╭──

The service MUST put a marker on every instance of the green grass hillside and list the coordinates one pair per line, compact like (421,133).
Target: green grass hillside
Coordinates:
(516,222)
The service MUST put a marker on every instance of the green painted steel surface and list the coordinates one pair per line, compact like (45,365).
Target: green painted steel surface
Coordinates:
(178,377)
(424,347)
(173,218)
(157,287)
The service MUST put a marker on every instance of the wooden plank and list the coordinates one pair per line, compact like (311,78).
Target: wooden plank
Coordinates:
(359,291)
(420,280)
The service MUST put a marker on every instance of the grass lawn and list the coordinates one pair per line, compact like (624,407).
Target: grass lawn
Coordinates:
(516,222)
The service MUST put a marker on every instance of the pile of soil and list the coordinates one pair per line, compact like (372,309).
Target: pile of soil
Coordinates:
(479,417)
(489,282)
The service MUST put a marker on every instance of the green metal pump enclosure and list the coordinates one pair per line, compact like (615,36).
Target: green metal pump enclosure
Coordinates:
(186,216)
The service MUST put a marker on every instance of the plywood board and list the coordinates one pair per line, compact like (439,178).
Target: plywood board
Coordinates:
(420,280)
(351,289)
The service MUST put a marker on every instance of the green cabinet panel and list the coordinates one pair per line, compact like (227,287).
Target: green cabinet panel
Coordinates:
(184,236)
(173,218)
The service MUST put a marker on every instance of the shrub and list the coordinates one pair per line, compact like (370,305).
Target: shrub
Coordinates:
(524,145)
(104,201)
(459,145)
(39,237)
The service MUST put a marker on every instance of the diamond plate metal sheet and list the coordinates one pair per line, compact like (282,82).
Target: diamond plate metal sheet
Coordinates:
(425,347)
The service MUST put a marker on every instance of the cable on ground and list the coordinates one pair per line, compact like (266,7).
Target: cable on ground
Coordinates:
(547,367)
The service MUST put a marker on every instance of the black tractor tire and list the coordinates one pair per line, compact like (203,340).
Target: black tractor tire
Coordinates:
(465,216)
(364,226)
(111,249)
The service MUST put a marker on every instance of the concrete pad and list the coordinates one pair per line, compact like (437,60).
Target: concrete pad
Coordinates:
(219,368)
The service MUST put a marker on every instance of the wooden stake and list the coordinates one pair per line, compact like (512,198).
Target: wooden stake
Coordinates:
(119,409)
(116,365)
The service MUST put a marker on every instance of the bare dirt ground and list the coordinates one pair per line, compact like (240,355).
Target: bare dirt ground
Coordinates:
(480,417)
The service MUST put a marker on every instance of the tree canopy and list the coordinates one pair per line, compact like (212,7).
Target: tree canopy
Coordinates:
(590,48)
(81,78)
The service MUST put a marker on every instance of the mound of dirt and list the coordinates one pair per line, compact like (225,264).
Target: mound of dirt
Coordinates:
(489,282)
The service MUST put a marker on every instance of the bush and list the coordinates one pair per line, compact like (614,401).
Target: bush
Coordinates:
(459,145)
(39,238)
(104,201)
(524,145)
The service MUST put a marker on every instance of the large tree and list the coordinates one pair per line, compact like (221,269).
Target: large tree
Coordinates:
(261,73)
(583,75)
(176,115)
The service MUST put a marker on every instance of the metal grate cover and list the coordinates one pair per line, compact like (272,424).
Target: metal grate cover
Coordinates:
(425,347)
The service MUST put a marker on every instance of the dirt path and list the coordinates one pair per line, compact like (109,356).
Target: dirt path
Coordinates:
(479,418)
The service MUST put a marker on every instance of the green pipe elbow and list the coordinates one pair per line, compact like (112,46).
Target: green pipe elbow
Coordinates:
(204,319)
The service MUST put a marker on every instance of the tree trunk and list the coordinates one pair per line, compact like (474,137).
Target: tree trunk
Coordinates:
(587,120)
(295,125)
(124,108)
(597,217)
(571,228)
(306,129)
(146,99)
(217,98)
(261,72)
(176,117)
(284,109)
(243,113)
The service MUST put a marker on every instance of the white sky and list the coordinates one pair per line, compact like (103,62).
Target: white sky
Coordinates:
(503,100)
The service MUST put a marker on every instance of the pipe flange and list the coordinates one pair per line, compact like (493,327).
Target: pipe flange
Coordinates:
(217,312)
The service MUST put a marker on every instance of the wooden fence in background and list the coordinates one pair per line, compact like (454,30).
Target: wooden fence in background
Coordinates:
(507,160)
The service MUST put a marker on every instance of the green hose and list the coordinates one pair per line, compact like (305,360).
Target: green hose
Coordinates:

╰──

» YOUR TASK: Each entry above is to be set down again in exactly the same words.

» RESULT OF THE TASK:
The service MUST put a marker on every instance of the green grass hillside and list the coordinates one pair per line, compact like (421,133).
Target: green grass hillside
Coordinates:
(516,222)
The service MUST put a marker on every instance of the green painted steel surface and list the coordinates one pair per line, compact like (45,365).
Target: green painted steel surface
Coordinates:
(178,377)
(424,347)
(173,218)
(157,287)
The service MUST put a marker on every instance of the wooden plank and list the coordinates one pair per line, compact like (311,78).
Target: wooden plank
Coordinates:
(359,291)
(420,280)
The service MUST put a marker on every instance of the grass lawn and list the coordinates one pair per line, compact like (624,407).
Target: grass lawn
Coordinates:
(516,222)
The service MUST put a marker on every instance of the pile of soil and list the coordinates one pair per line, compact like (372,309).
Target: pile of soil
Coordinates:
(479,417)
(489,282)
The service MUST put a marker on every instance of the green metal pump enclosure and list the coordinates one pair per line, compact like (615,36).
Target: green metal pump enclosure
Coordinates:
(186,216)
The service MUST put a marker on every instance of the plywood board and list the coordinates one pair per line, compact like (439,178).
Target: plywood board
Coordinates:
(420,280)
(351,289)
The service MUST put a marker on every instance of the green cabinet panel and list the coordinates one pair per line, compact like (227,287).
Target: green cabinet panel
Coordinates:
(184,236)
(173,218)
The service MUST put a marker on every instance of the shrub and list the coordinates one pair per line, compact like (370,305).
Target: shrub
Coordinates:
(524,145)
(104,201)
(459,145)
(39,237)
The service MUST put a marker on every instance of the diamond plate metal sheet and list the coordinates one pair per line, compact like (282,82).
Target: diamond plate metal sheet
Coordinates:
(425,347)
The service MUST put a marker on every instance of the cable on ground and list the coordinates one pair per line, compact like (266,7).
Target: cable on ground
Coordinates:
(547,367)
The service MUST put a marker on every instance of the black tractor tire and list the coordinates one pair per line, compact like (203,340).
Target: black tractor tire
Coordinates:
(465,216)
(364,226)
(111,249)
The service MUST put a marker on every instance of the concrete pad and list the coordinates one pair per line, compact like (437,60).
Target: concrete pad
Coordinates:
(219,368)
The service MUST put a marker on every instance of the wooden stake and list the coordinates one pair per line, compact like (512,198).
Target: wooden stake
Coordinates:
(119,409)
(116,365)
The service MUST put a marker on every instance of the bare dirt ground and list the coordinates one pair per line, compact like (240,355).
Target: bare dirt ground
Coordinates:
(480,417)
The service MUST put a marker on every instance of the tree canopy and list the coordinates one pair per line, compact like (212,7).
Target: tree canopy
Coordinates:
(590,48)
(81,78)
The service MUST put a marker on every instance of the mound of dirt and list the coordinates one pair per line, compact like (225,264).
Target: mound of dirt
Coordinates:
(489,282)
The service MUST put a marker on every instance of the bush and list the coordinates one pair per line, compact like (614,401).
Target: bush
Coordinates:
(459,145)
(39,238)
(104,201)
(524,145)
The service MUST put a marker on every instance of the large tree and list the coordinates one pair per line, compact like (221,269).
Target: large tree
Coordinates:
(261,73)
(583,75)
(176,115)
The service MUST put a marker on every instance of the metal grate cover and list the coordinates one pair per line, compact like (272,424).
Target: metal grate cover
Coordinates:
(425,347)
The service MUST put a marker on every instance of the dirt path and list the coordinates one pair per line, compact like (109,356).
Target: dirt path
Coordinates:
(479,418)
The service MUST put a marker on every instance of the green pipe elbow and list the coordinates one pair per line, compact like (112,46).
Target: green pipe elbow
Coordinates:
(204,319)
The service MUST put a marker on every instance of the tree trunk and list the coordinates one pair per line, compact like (474,137).
Target: tree trunk
Coordinates:
(587,120)
(295,125)
(124,108)
(597,217)
(571,228)
(306,129)
(146,99)
(217,98)
(261,72)
(176,117)
(284,109)
(243,113)
The service MUST put a marker on every instance of the white sky and list the coordinates one pair per line, compact like (103,62).
Target: white sky
Coordinates:
(503,100)
The service MUST put a marker on every instance of the pipe flange and list the coordinates one pair per line, compact like (493,327).
Target: pipe flange
Coordinates:
(217,312)
The service MUST put a marker on every instance of the wooden fence in background and list the coordinates one pair per line, compact like (454,30).
Target: wooden fence in background
Coordinates:
(507,160)
The service MUST put a marker on every instance of the green hose and list the coordinates one pair per line, compact like (305,360).
Target: green hose
Coordinates:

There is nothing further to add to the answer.